* EXERCISE AIM
In the records below, find every line that contains the string "helmet" and report each one in full. The match must be case-sensitive.

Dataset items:
########
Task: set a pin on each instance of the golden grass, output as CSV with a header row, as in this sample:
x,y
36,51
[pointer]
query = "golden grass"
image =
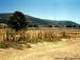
x,y
12,38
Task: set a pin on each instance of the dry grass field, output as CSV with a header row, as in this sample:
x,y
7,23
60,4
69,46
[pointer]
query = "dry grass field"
x,y
40,44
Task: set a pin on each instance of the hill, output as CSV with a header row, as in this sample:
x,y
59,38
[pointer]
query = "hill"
x,y
4,17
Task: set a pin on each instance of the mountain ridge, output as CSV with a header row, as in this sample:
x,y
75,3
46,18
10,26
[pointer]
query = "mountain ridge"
x,y
39,21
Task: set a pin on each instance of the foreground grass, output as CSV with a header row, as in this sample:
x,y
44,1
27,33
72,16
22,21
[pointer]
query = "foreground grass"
x,y
19,39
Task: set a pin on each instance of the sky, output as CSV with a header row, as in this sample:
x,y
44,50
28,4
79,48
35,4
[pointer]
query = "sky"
x,y
44,9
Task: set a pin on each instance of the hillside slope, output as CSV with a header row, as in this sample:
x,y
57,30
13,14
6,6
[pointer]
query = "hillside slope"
x,y
4,17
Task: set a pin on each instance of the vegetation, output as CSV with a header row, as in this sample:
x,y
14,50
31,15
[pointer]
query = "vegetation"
x,y
18,21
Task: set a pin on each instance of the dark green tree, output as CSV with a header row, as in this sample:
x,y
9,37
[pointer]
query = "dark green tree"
x,y
18,20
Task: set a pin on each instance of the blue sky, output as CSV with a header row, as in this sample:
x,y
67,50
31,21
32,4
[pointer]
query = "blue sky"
x,y
45,9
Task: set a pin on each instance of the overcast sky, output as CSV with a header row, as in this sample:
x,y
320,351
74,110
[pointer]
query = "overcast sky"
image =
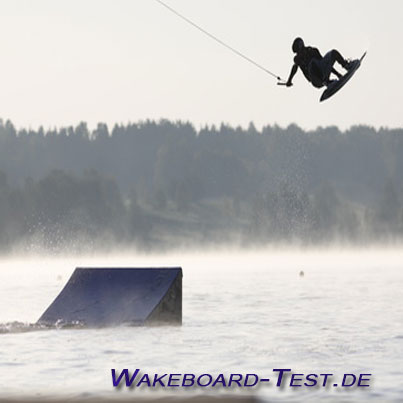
x,y
64,61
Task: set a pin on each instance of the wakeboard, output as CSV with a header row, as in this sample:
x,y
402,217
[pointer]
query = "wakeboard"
x,y
336,85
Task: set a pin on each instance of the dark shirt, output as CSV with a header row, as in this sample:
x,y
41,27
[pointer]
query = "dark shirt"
x,y
304,58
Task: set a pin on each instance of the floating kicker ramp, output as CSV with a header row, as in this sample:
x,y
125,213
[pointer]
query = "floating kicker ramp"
x,y
100,297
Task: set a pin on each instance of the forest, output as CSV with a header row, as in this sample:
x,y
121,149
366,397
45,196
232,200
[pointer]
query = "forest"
x,y
156,185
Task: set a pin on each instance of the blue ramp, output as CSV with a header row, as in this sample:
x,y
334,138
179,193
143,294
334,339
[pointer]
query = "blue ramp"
x,y
99,297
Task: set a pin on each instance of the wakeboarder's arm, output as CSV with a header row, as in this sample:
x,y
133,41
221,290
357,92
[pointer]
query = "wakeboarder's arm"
x,y
294,70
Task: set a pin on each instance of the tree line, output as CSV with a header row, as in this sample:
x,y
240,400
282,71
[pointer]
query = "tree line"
x,y
158,184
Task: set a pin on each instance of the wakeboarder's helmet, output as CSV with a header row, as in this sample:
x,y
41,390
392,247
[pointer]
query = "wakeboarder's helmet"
x,y
297,44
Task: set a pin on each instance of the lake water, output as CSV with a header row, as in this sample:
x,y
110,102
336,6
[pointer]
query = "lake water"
x,y
243,312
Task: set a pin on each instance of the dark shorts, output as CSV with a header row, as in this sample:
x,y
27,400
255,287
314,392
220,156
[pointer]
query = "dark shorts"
x,y
320,70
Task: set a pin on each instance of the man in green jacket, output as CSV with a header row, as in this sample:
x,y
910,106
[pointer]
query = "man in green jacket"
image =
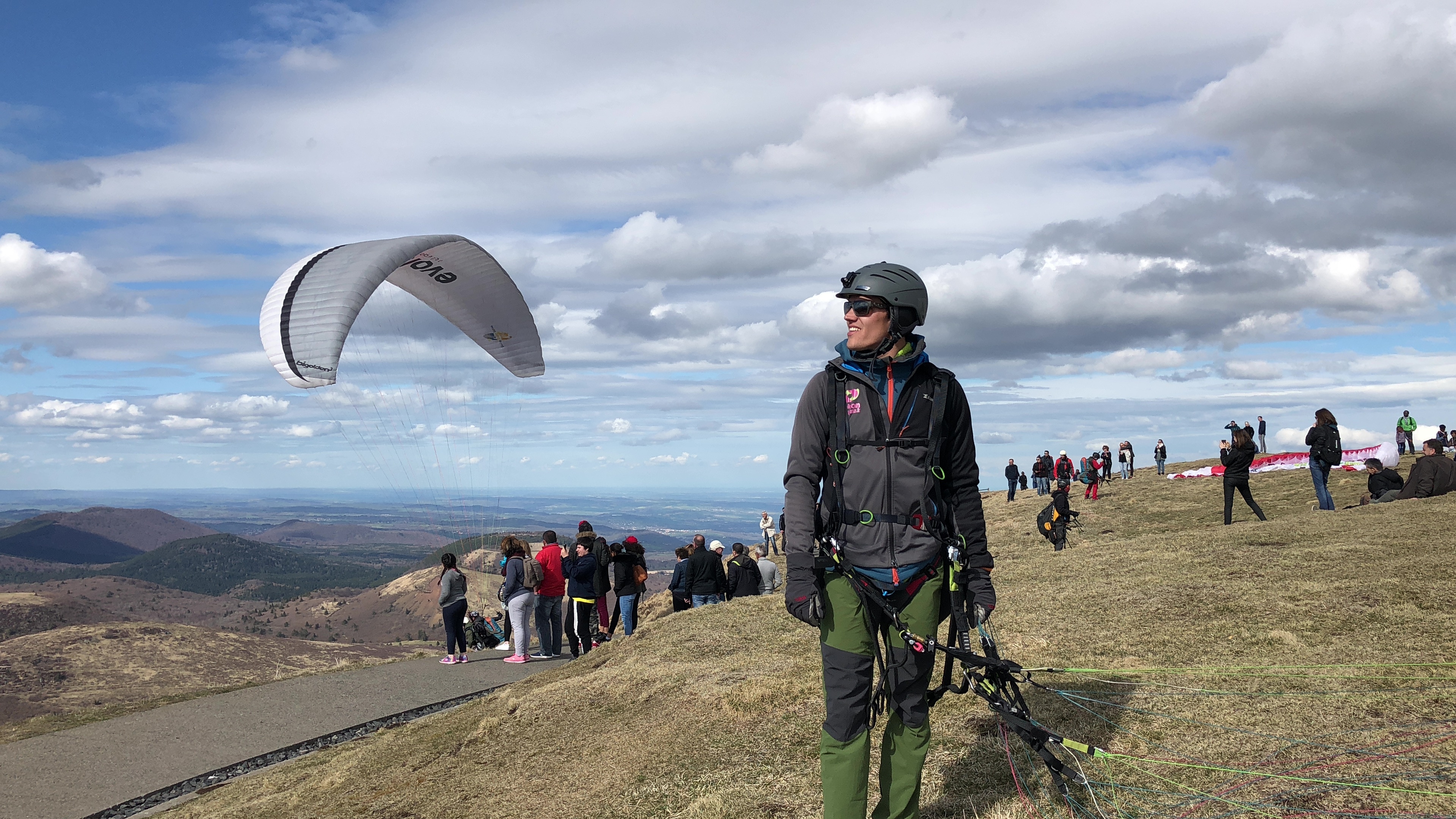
########
* TASK ANSWER
Task: set a pin on each instance of the wakeboarder's helmet, output as CSV with a header row, as in this sample:
query = "wakeboarder's helmet"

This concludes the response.